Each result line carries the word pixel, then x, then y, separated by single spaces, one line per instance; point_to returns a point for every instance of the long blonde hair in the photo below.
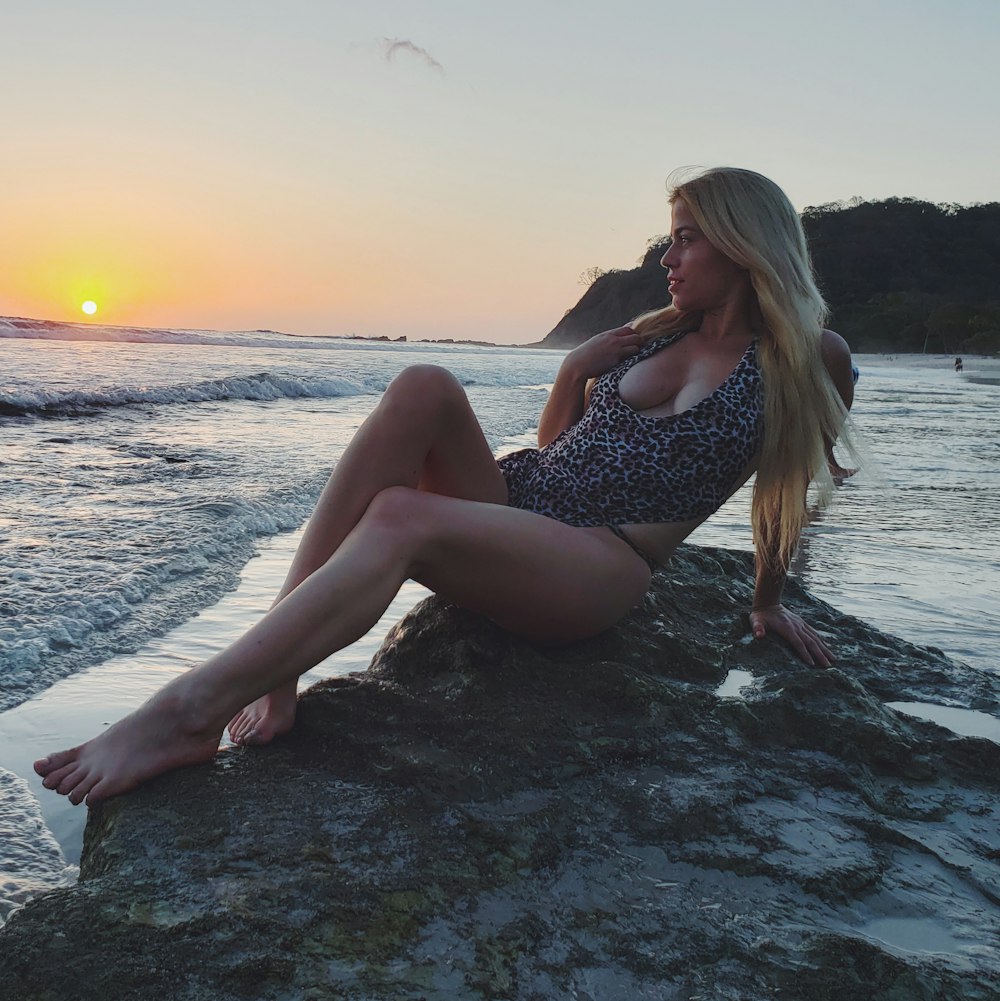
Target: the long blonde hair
pixel 751 220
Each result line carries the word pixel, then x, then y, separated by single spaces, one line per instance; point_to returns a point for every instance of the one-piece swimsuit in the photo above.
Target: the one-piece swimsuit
pixel 618 466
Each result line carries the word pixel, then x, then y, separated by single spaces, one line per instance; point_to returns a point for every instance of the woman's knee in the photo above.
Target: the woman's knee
pixel 396 511
pixel 422 388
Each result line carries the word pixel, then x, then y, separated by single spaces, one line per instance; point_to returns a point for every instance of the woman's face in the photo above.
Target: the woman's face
pixel 700 275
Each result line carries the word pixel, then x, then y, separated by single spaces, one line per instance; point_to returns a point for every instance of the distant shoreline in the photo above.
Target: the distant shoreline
pixel 88 331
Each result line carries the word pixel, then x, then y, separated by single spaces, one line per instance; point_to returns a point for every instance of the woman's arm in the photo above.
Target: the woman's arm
pixel 770 614
pixel 594 357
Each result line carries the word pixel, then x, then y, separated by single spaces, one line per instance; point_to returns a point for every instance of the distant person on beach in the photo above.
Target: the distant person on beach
pixel 648 429
pixel 837 471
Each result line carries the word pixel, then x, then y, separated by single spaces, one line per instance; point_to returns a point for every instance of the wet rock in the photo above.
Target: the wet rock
pixel 476 818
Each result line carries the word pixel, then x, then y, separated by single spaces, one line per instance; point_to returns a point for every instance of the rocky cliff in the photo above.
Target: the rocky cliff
pixel 476 818
pixel 613 299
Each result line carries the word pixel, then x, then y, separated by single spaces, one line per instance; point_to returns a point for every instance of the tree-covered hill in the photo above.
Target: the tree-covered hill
pixel 899 274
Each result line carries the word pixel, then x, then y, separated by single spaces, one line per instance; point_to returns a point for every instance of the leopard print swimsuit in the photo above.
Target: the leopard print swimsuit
pixel 617 466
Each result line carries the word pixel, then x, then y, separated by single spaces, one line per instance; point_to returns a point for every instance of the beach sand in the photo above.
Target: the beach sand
pixel 79 707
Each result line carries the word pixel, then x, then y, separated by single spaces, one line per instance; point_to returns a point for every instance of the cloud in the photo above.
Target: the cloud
pixel 393 45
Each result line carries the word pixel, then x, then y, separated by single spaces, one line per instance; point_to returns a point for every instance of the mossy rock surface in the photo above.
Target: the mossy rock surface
pixel 476 818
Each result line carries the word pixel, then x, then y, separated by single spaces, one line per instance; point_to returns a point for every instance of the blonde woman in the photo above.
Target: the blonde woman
pixel 649 428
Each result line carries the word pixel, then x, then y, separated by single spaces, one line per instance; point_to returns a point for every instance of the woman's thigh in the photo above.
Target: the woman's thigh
pixel 529 574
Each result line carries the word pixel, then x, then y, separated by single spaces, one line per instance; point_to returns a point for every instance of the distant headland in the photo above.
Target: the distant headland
pixel 900 275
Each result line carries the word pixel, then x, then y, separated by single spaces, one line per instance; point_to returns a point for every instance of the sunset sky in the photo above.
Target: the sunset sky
pixel 445 168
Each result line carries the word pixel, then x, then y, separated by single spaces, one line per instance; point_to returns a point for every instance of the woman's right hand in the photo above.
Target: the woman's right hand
pixel 603 352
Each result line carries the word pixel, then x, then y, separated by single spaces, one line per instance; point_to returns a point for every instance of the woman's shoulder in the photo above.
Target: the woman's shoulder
pixel 836 354
pixel 834 344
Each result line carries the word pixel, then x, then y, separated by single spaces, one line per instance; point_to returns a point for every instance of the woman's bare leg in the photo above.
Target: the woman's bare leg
pixel 530 574
pixel 422 433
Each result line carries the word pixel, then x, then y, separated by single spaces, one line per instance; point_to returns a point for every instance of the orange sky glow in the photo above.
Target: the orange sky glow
pixel 382 169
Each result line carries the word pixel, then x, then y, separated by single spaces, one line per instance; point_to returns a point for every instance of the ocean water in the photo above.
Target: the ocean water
pixel 141 471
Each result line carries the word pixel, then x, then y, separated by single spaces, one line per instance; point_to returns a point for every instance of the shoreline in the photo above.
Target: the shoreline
pixel 78 707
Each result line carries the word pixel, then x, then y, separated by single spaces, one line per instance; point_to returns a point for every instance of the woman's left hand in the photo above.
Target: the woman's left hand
pixel 795 631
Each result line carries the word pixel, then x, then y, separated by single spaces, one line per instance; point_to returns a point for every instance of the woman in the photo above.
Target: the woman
pixel 648 429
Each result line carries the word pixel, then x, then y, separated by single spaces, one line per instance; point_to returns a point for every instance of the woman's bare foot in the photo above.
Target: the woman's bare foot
pixel 158 737
pixel 265 719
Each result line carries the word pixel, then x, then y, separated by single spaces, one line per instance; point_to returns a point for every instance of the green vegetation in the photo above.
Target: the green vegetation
pixel 901 275
pixel 906 275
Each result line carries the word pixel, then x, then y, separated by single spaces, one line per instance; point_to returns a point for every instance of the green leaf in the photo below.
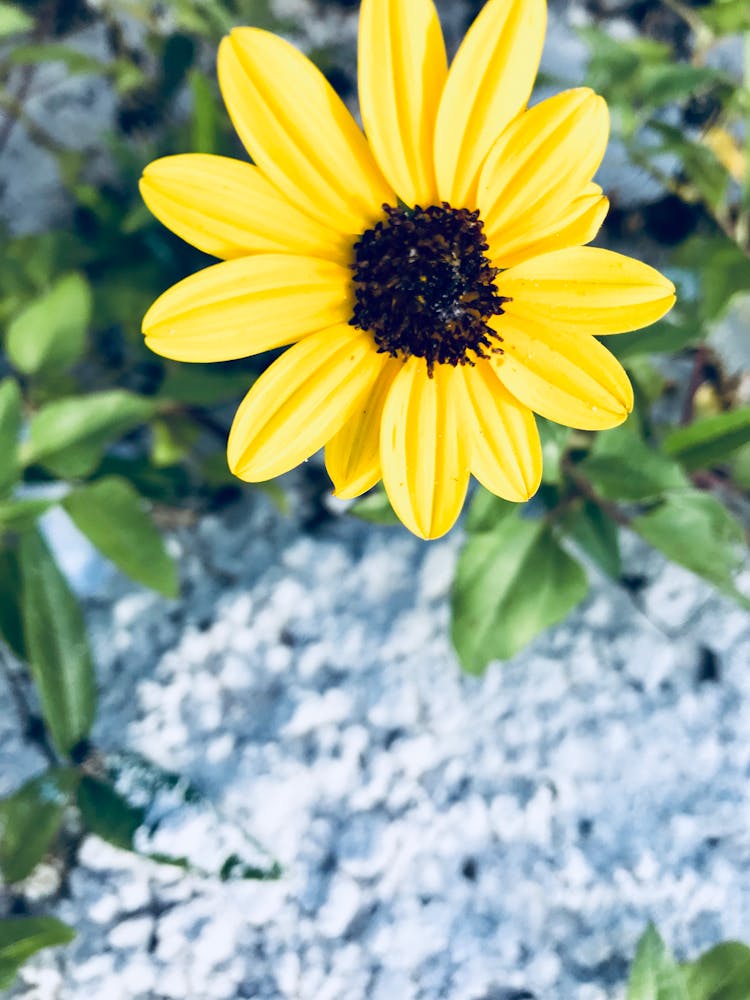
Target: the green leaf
=-=-=
Copy all the rows above word for word, but leave out the pictures.

**Exercise response**
Each result line carries the word pixel, then x, then y, separated by single spaces, one line per instance; point_to returns a point for every instance of the long blonde hair in the photo below.
Target: the long blonde hair
pixel 751 220
Each result line carries the word pixel, then x, then y, separated by single spaces, one line per instance; point_to returns a point for every instance of the one-piece swimsuit in the photo above.
Target: the one-piece swimsuit
pixel 618 466
Each result line carries the word pixel, then x, then y, separated by single spaces, one line per instance; point_to returns a point for every instance of the woman's knee in the photo above.
Target: the woman's knee
pixel 396 511
pixel 422 388
Each result line carries the word pixel, then x, then y, separated by single spaces, one line per instance; point_to returns a point for every instance of the woman's face in the photo above.
Target: the woman's face
pixel 700 275
Each result line carries the word pixel, then x, then y, separated by single spaces, one line per instance; point_to returns a point for every instance of the distant shoreline in the photo above.
Target: the distant shoreline
pixel 88 331
Each result line carries the word pixel, then x, then y, separated by single spaces, one line per instance; point_to returns a point for every instance of the woman's arm in the photo above.
Target: the woman's arm
pixel 770 614
pixel 594 357
Each result line carries the word pixel, then x, then y, separated by single spaces, one line per instance; point_to returns a point for every instance of the distant person on beach in the photo above.
Target: the distant person on beach
pixel 648 429
pixel 837 471
Each result line carries the word pixel, then x, then y, separated by single spaces, one line per instance; point_to returns a point for every instance of the wet rock in the photo above.
Target: the wet rock
pixel 476 818
Each result line carries the word pixel, then x, then y, separated by single spaces, one line per instance; point_to returns a point for every instance of the rocky cliff in the photo above.
Target: the rocky cliff
pixel 476 818
pixel 613 299
Each result line carries the word pixel, then x, then y, separated by single spaces, one line per instance; point_to returns a point for every instance of the tree-covered hill in the photo above.
Target: the tree-covered hill
pixel 899 274
Each result line carries the word pixel, then x, then y, separated by single spaces, one line per instance; point_to returns a point for every instance of the leopard print swimsuit in the photo above.
Target: the leopard print swimsuit
pixel 617 466
Each result line carries the word pixel, then x, then y, separated by single spaces, one line per instance; point_to returns a point for every instance of the beach sand in the photo above.
Target: the beach sand
pixel 79 707
Each result line carries the word pixel, then x, then y, separated by single spaces, one line per instance; point_to returns a point for every instance of the cloud in the photo above.
Target: the cloud
pixel 393 45
Each result line carries the word pixel, then x, then y, separated by single spaces, one line per instance; point_to returns a point for every instance of the mossy rock surface in the photo above.
Target: the mossy rock surface
pixel 476 818
Each result line carries the word pixel, then x, then y, separated by single spaces, one line per instance; point_to returns a point for every instance of the blonde woman in the photo above.
Target: the blonde woman
pixel 649 428
Each result line carries the word pixel, then x, then y, separated by single spaces, one line per instance; point_to returns a point for every instance of the woman's thigh in the photo above.
Target: the woman's thigh
pixel 529 574
Each result line carries the word pixel, then x, then y, separated by single spaces, one line per instance; point_to returns a point for every instance of the distant headland in the photo above.
Target: the distant headland
pixel 900 275
Each result line carries the word pixel, then x, then y, separated by single spaces, one line per instance; point_to returns a point for every instance of the sunset sky in the photo above.
Target: the sunset sky
pixel 445 168
Each result line carries the word pixel, then x, then y, separated by single spaces, one line per instance; point_to returns a point for every instance of the woman's right hand in the photo above.
Target: the woman's right hand
pixel 603 352
Each result line carries the word pixel, then x, then y, separated by single spaces, one line per instance; point_to returns a point for every instance of the woman's shoulder in the photo above.
Target: the woman's shoulder
pixel 836 354
pixel 834 344
Each result line carries the word pixel, then x, then y, separated by single spaces, one line per instance; point_to returns a point for every instance of the woman's bare leg in the photo above.
Target: the woman's bare leg
pixel 530 574
pixel 422 433
Each result line carries the word pixel, then x, then y, separated by single spaces, one line per instance; point_to returns a point for every instance of the orange sky glow in the photo above.
Target: the orange sky glow
pixel 382 169
Each result line carries the word pixel, then x, then y, separated by single spaces, one line per instance; point_to returns a point for every instance of the ocean water in the photo above.
Target: the ocean water
pixel 141 471
Each result line carries the word pixel, then x, then y, separated by single spaces, one line per instance; point_to returns a point for every instance of the shoreline in the photo above.
Target: the shoreline
pixel 78 707
Each result line carries the word pixel, then x, then y, separated by single spaces, one line per instance; point_to returns a point for every instance of the woman's left hand in the photo above.
Target: the woman's left hand
pixel 795 631
Each result line carries the word pixel, then x, then y, separated by single spaces, one line per instance; point_to returns a point for every instance of the woman in the photo above.
Target: the woman
pixel 648 429
Each result line carries the word pixel, then x, then y, separated by single spaces, one line per instance; point_to returns a point for every instance of the woman's bare foot in the photo above.
Target: the woman's bare foot
pixel 158 737
pixel 265 719
Each result line carries the word pixel, then x, then y, separated by single spaces, one line per instance; point_to returns a point for every instance of the green vegetation in the photo above.
Target: the green vegetation
pixel 901 275
pixel 906 275
Each result line carries the word pixel, then x, then y, separated by single spaces, one line per instance; point_to returns a point for every instance of the green leaf in the photo below.
Target: the green leaf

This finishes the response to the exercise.